#### Extrait choisi:
· · · · · · ·

Mais la République ! Cette grande fille de plus de deux cents ans d’âge, si bien codifiée, si rigoureuse dans sa définition comme dans son application, nous serions en droit de penser qu’il est simple de l’observer, d’en appliquer les règles en sachant qu’elles protègent chacun de nous.

A Bordeaux, la situation n’est pas simple. On parle souvent de « zones de non-droit » et bien sûr on pense d’abord aux banlieues ou aux territoires où une communauté a un rôle prépondérant et empêche l’application de la loi commune. C’est comme pour la délinquance, on pense d’abord aux loubards des cités, jamais à ceux des « cols blancs » et des places boursières.

· · · · · · ·

#### Données fournies:

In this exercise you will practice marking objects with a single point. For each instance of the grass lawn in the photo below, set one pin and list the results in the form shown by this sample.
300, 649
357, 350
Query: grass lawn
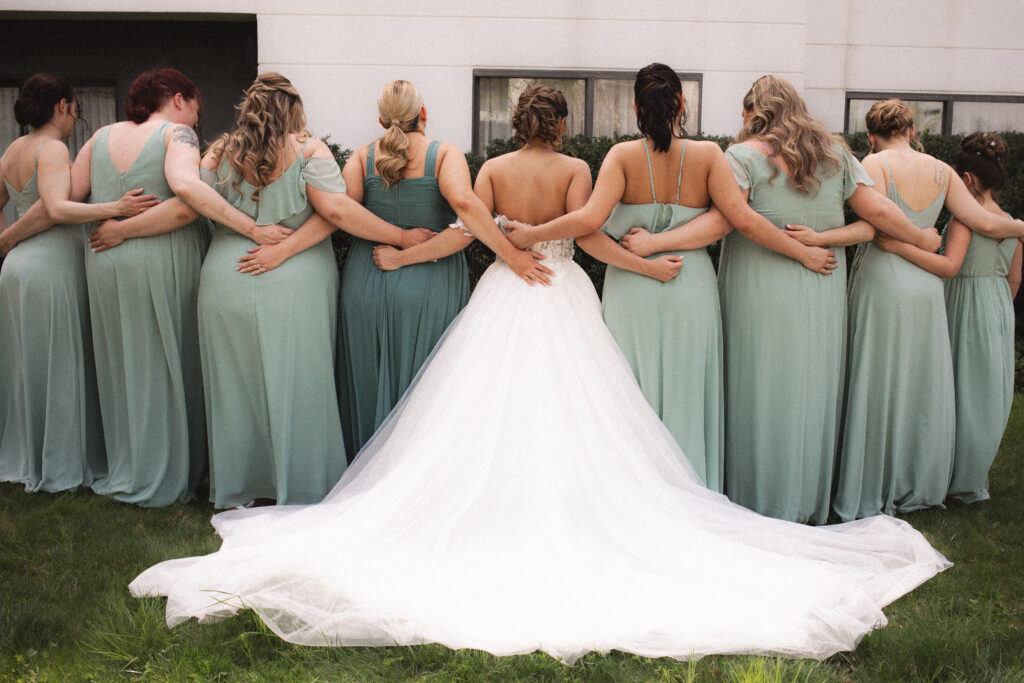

· · · · · · ·

#### Travail à faire:
1. Répondez brièvement à ces questions sur l'extrait choisi :
(a) Quel âge l'extrait attribue-t-il à la République ?
(b) Dans quelle ville la situation est-elle décrite comme n'étant pas simple ?
(c) À quoi pense-t-on d'abord lorsqu'on parle de « zones de non-droit » ?
2. Reprenez le texte sur la République et la situation bordelaise en le poursuivant après sa dernière phrase.

#### Résultats de l'exercice:
1.
(a) Plus de deux cents ans.
(b) À Bordeaux.
(c) Aux banlieues ou aux territoires où une communauté a un rôle prépondérant et empêche l'application de la loi commune.

2.
Visite ce matin de Patrick Devedjian, nouveau Ministre de la relance (non seulement le ministre est nouveau mais le ministère). Il vient examiner ce matin plusieurs projets, parvenus à des degrés divers d’avancement, dont un bâtiment de la Benauge que je connais assez bien, pour l’avoir visité à l’appel de ses habitants « de pied en cave ».

J’ai alerté plusieurs fois à son sujet la société Coligny qui le gère. Les caves sont salptéreuses, misérables, lieu de congrès de tous les rats de la Bastide, les appartements humides, malsains, impossibles à maintenir en bon état malgré les efforts des locataires. On se doute que je me suis réjouie qu’un Ministre visite ce bâtiment et prête pour ma part à soutenir le dossier de sa démolition/reconstruction, ce qui semblait être l’objet de la ministérielle visite.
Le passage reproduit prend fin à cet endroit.